Problem:
Repeat all the lines in the items below, word for word, but omit the pictures.

A block of data
********************
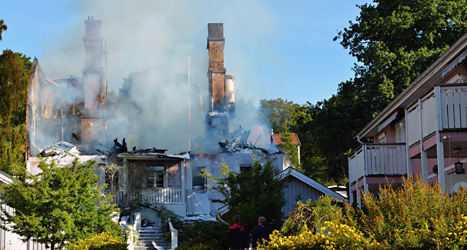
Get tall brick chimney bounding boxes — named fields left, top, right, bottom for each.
left=207, top=23, right=226, bottom=112
left=206, top=23, right=235, bottom=142
left=80, top=16, right=106, bottom=143
left=83, top=17, right=105, bottom=114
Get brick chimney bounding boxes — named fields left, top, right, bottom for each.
left=80, top=16, right=106, bottom=143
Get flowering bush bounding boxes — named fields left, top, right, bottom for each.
left=259, top=179, right=467, bottom=250
left=258, top=221, right=383, bottom=250
left=67, top=232, right=128, bottom=250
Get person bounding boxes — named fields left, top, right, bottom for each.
left=227, top=215, right=248, bottom=250
left=251, top=216, right=272, bottom=249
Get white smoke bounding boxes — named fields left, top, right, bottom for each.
left=39, top=0, right=275, bottom=153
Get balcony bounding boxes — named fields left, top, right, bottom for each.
left=407, top=84, right=467, bottom=146
left=114, top=188, right=185, bottom=204
left=349, top=143, right=407, bottom=185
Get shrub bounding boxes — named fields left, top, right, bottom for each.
left=261, top=179, right=467, bottom=249
left=280, top=196, right=343, bottom=235
left=258, top=221, right=382, bottom=250
left=177, top=221, right=229, bottom=250
left=67, top=232, right=128, bottom=250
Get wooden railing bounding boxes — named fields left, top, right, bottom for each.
left=114, top=188, right=184, bottom=203
left=406, top=84, right=467, bottom=146
left=349, top=144, right=407, bottom=183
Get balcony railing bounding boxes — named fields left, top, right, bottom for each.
left=349, top=144, right=407, bottom=183
left=114, top=187, right=184, bottom=203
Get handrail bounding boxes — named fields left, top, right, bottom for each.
left=169, top=219, right=178, bottom=249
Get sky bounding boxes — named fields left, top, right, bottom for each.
left=0, top=0, right=368, bottom=104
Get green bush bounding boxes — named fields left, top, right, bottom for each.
left=67, top=232, right=128, bottom=250
left=177, top=221, right=229, bottom=250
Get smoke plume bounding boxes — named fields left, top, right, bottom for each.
left=39, top=0, right=275, bottom=153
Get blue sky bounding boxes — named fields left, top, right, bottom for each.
left=0, top=0, right=367, bottom=104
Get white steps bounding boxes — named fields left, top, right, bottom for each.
left=135, top=224, right=171, bottom=250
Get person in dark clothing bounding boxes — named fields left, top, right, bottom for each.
left=251, top=216, right=272, bottom=249
left=227, top=215, right=248, bottom=250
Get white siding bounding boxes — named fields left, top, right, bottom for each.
left=422, top=96, right=436, bottom=137
left=407, top=107, right=420, bottom=145
left=440, top=88, right=467, bottom=129
left=282, top=177, right=323, bottom=216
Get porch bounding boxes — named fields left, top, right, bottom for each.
left=405, top=83, right=467, bottom=191
left=349, top=143, right=407, bottom=204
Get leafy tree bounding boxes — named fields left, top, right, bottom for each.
left=0, top=50, right=32, bottom=175
left=259, top=98, right=300, bottom=133
left=0, top=19, right=8, bottom=41
left=296, top=79, right=371, bottom=184
left=295, top=0, right=467, bottom=184
left=0, top=160, right=120, bottom=250
left=204, top=160, right=285, bottom=235
left=278, top=123, right=301, bottom=170
left=334, top=0, right=467, bottom=112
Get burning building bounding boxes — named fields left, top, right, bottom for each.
left=27, top=17, right=106, bottom=155
left=206, top=23, right=235, bottom=141
left=22, top=17, right=344, bottom=228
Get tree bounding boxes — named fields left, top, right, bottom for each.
left=204, top=159, right=285, bottom=235
left=259, top=98, right=300, bottom=133
left=0, top=160, right=119, bottom=250
left=296, top=0, right=467, bottom=184
left=0, top=50, right=32, bottom=175
left=334, top=0, right=467, bottom=112
left=0, top=19, right=8, bottom=41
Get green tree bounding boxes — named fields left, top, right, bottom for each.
left=0, top=50, right=32, bottom=175
left=0, top=19, right=8, bottom=41
left=296, top=0, right=467, bottom=184
left=334, top=0, right=467, bottom=112
left=296, top=80, right=371, bottom=185
left=258, top=98, right=300, bottom=133
left=278, top=122, right=301, bottom=170
left=0, top=160, right=120, bottom=250
left=204, top=160, right=285, bottom=232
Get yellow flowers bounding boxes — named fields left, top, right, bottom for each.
left=258, top=221, right=380, bottom=250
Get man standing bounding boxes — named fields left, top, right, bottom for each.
left=227, top=215, right=248, bottom=250
left=251, top=216, right=272, bottom=249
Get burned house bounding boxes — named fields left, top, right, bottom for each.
left=23, top=17, right=344, bottom=225
left=206, top=23, right=235, bottom=141
left=26, top=17, right=106, bottom=156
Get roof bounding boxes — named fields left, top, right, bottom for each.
left=278, top=167, right=345, bottom=201
left=272, top=133, right=301, bottom=145
left=357, top=30, right=467, bottom=138
left=118, top=152, right=190, bottom=161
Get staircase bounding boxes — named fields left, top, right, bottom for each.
left=135, top=224, right=171, bottom=250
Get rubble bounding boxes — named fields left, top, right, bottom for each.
left=219, top=126, right=282, bottom=155
left=40, top=141, right=107, bottom=166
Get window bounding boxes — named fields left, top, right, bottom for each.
left=192, top=167, right=206, bottom=190
left=150, top=166, right=165, bottom=188
left=240, top=163, right=251, bottom=172
left=396, top=121, right=405, bottom=142
left=378, top=133, right=386, bottom=143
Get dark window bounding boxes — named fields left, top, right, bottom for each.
left=150, top=166, right=164, bottom=187
left=240, top=164, right=251, bottom=172
left=192, top=167, right=206, bottom=189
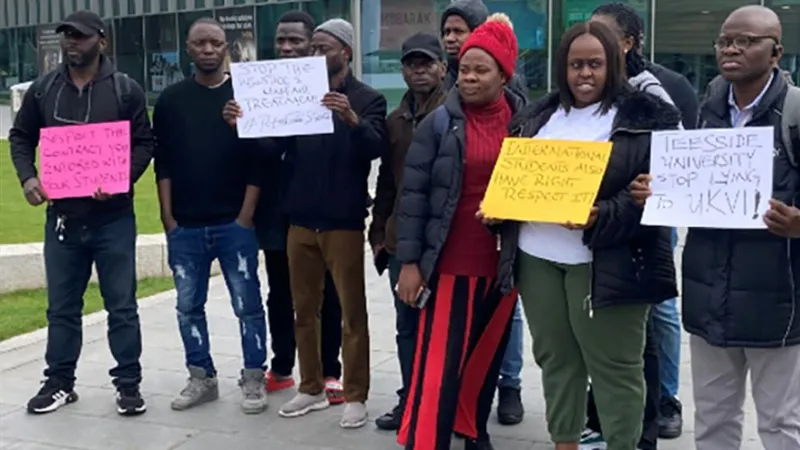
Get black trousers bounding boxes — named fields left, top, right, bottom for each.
left=264, top=250, right=342, bottom=380
left=586, top=310, right=661, bottom=450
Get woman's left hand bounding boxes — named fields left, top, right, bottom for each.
left=563, top=206, right=598, bottom=230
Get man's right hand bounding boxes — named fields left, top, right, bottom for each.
left=161, top=215, right=178, bottom=233
left=395, top=264, right=425, bottom=306
left=222, top=99, right=242, bottom=128
left=22, top=177, right=49, bottom=206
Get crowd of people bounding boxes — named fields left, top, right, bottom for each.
left=9, top=0, right=800, bottom=450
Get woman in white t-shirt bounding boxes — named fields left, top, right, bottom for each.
left=512, top=22, right=680, bottom=450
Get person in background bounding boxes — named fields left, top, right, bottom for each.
left=369, top=33, right=445, bottom=430
left=9, top=11, right=153, bottom=416
left=682, top=6, right=800, bottom=450
left=223, top=18, right=387, bottom=428
left=255, top=11, right=344, bottom=404
left=153, top=18, right=267, bottom=414
left=395, top=14, right=524, bottom=450
left=514, top=20, right=680, bottom=450
left=593, top=3, right=699, bottom=439
left=441, top=0, right=528, bottom=425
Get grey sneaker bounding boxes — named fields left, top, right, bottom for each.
left=171, top=366, right=219, bottom=411
left=239, top=369, right=267, bottom=414
left=278, top=391, right=331, bottom=417
left=339, top=402, right=367, bottom=428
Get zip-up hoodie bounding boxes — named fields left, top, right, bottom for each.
left=8, top=55, right=153, bottom=225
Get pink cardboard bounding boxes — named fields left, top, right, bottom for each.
left=39, top=121, right=131, bottom=199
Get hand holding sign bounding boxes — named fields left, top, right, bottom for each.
left=764, top=199, right=800, bottom=239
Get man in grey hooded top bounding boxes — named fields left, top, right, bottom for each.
left=440, top=0, right=528, bottom=104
********************
Expected output:
Get tall brick chimney bounding boxes — named fields left, top, right, bottom for each.
left=207, top=23, right=226, bottom=112
left=206, top=23, right=235, bottom=142
left=80, top=16, right=106, bottom=143
left=83, top=17, right=105, bottom=114
Get brick chimney bounding boxes — named fields left, top, right, bottom for each.
left=80, top=16, right=106, bottom=143
Get flowering bush bounding boxes — named fields left, top, right, bottom for each.
left=259, top=179, right=467, bottom=250
left=258, top=221, right=383, bottom=250
left=67, top=232, right=128, bottom=250
Get person bounding boxes — named fields left, top, right, bottom for each.
left=227, top=215, right=248, bottom=250
left=251, top=216, right=272, bottom=249
Get white smoke bounding boxes — named fields left, top, right, bottom for each.
left=39, top=0, right=275, bottom=153
Get balcony bounding boxes — named fields left, top, right, bottom for each.
left=407, top=84, right=467, bottom=146
left=114, top=188, right=185, bottom=204
left=349, top=143, right=407, bottom=185
Get shrub bounding boxes — named fields left, top, right, bottom for each.
left=261, top=179, right=467, bottom=249
left=280, top=196, right=343, bottom=235
left=258, top=221, right=382, bottom=250
left=177, top=221, right=229, bottom=250
left=67, top=232, right=128, bottom=250
Get wooden railing bounding boxes — named fields left, top, right, bottom for each.
left=114, top=188, right=184, bottom=203
left=406, top=84, right=467, bottom=146
left=349, top=144, right=407, bottom=183
Get balcony railing bounding boxes — named fields left, top, right, bottom for each.
left=349, top=144, right=407, bottom=183
left=114, top=187, right=184, bottom=203
Get handrail bounding boxes — named fields left, top, right, bottom for each.
left=169, top=219, right=178, bottom=249
Get sky bounding boxes — named fields left, top, right, bottom for each.
left=0, top=0, right=368, bottom=104
Get green bush bounding boxes — named fields left, top, right, bottom for each.
left=67, top=232, right=128, bottom=250
left=177, top=221, right=229, bottom=250
Get smoke plume bounding boxes — named fields left, top, right, bottom for each.
left=39, top=0, right=275, bottom=153
Get blue sky bounding boxes — named fields left, top, right, bottom for each.
left=0, top=0, right=367, bottom=104
Get white steps bounding boxes — named fields left, top, right, bottom for each.
left=135, top=224, right=171, bottom=250
Get person in dark clothing bounding boxes — named fields left, top, right, bottom for each.
left=251, top=216, right=272, bottom=249
left=227, top=215, right=248, bottom=250
Get white siding bounding boxes — named fields left, top, right, bottom for each.
left=422, top=96, right=436, bottom=137
left=407, top=107, right=420, bottom=145
left=440, top=88, right=467, bottom=129
left=282, top=177, right=323, bottom=216
Get porch bounding boxes — named fields left, top, right, bottom for each.
left=405, top=83, right=467, bottom=191
left=349, top=143, right=407, bottom=204
Get leafy tree bounding boxes — named fields left, top, right, bottom for each.
left=0, top=50, right=32, bottom=175
left=259, top=98, right=300, bottom=133
left=0, top=19, right=8, bottom=41
left=296, top=79, right=371, bottom=184
left=295, top=0, right=467, bottom=184
left=0, top=160, right=120, bottom=250
left=204, top=160, right=285, bottom=235
left=278, top=123, right=301, bottom=170
left=334, top=0, right=467, bottom=112
Get burning building bounding boxes — named fields left, top, right, bottom for each.
left=27, top=17, right=106, bottom=155
left=206, top=23, right=235, bottom=141
left=22, top=17, right=344, bottom=228
Get tree bounding boxes — named fields left, top, right, bottom for each.
left=204, top=159, right=285, bottom=235
left=259, top=98, right=300, bottom=133
left=0, top=160, right=119, bottom=250
left=296, top=0, right=467, bottom=184
left=0, top=50, right=32, bottom=175
left=334, top=0, right=467, bottom=112
left=0, top=19, right=8, bottom=41
Get green tree bounding boxes — named fields left, top, right, bottom for each.
left=0, top=50, right=32, bottom=175
left=0, top=19, right=8, bottom=41
left=296, top=0, right=467, bottom=184
left=334, top=0, right=467, bottom=112
left=296, top=80, right=371, bottom=185
left=258, top=98, right=300, bottom=133
left=278, top=122, right=301, bottom=170
left=0, top=160, right=120, bottom=250
left=204, top=160, right=285, bottom=232
Get yellow flowers bounding boxes — named fields left, top, right, bottom for each.
left=258, top=221, right=380, bottom=250
Get man standing bounding boxes — named fields left, top, right, bottom for each.
left=227, top=215, right=248, bottom=250
left=251, top=216, right=272, bottom=249
Get burned house bounding boxes — named fields left, top, right, bottom for each.
left=23, top=17, right=344, bottom=225
left=206, top=23, right=235, bottom=141
left=26, top=17, right=106, bottom=156
Get roof bounding boxes — named fields left, top, right, bottom for each.
left=278, top=167, right=345, bottom=201
left=272, top=133, right=301, bottom=145
left=357, top=30, right=467, bottom=138
left=118, top=152, right=190, bottom=161
Get staircase bounding boxes — named fields left, top, right, bottom for each.
left=135, top=224, right=171, bottom=250
Get rubble bounding boxes — named fields left, top, right, bottom for each.
left=219, top=126, right=282, bottom=155
left=40, top=141, right=107, bottom=166
Get window bounding boxes — named fields left, top, right, bottom for each.
left=192, top=167, right=206, bottom=190
left=150, top=166, right=165, bottom=188
left=240, top=163, right=251, bottom=172
left=396, top=121, right=405, bottom=142
left=378, top=133, right=386, bottom=143
Get dark window bounding boxes — named fields left, top, right, bottom for each.
left=150, top=166, right=164, bottom=187
left=240, top=164, right=251, bottom=172
left=192, top=167, right=206, bottom=189
Get black trousers bounding boxes — named fields left, top, right, bottom for each.
left=264, top=250, right=342, bottom=380
left=586, top=310, right=661, bottom=450
Get woman's left hand bounding boxes — named fields left, top, right, bottom for each.
left=563, top=206, right=598, bottom=230
Get man's right hand bounding boxes — named fields left, top, right, bottom for each.
left=161, top=215, right=178, bottom=233
left=395, top=264, right=425, bottom=306
left=222, top=99, right=242, bottom=128
left=22, top=177, right=49, bottom=206
Get crowd of people bounding boxes — named fields left, top, right, bottom for each.
left=9, top=0, right=800, bottom=450
Get woman in white t-shirt bounding boxes — named fields left, top, right, bottom for each.
left=512, top=22, right=680, bottom=450
Get person in background bounding boxes — named fields left, top, right, bottom for each.
left=369, top=33, right=445, bottom=430
left=9, top=11, right=153, bottom=416
left=682, top=6, right=800, bottom=450
left=223, top=18, right=387, bottom=428
left=255, top=11, right=344, bottom=404
left=153, top=18, right=267, bottom=414
left=395, top=14, right=524, bottom=450
left=514, top=20, right=680, bottom=450
left=593, top=3, right=699, bottom=439
left=441, top=0, right=528, bottom=425
Get grey sneaker bounding boxes — named fields left, top, right, bottom for each.
left=171, top=366, right=219, bottom=411
left=239, top=369, right=267, bottom=414
left=278, top=391, right=331, bottom=417
left=339, top=402, right=367, bottom=428
Get zip-up hoodie bounding boxes — named fields left, top, right, bottom for each.
left=8, top=55, right=153, bottom=225
Get pink cardboard bounding boxes — named fields left, top, right, bottom for each.
left=39, top=121, right=131, bottom=199
Get hand holding sign bounding boxes — named fields left, top, right, bottom for each.
left=764, top=199, right=800, bottom=239
Get man in grey hooded top bounding boxes — named fields left, top, right, bottom for each.
left=440, top=0, right=528, bottom=104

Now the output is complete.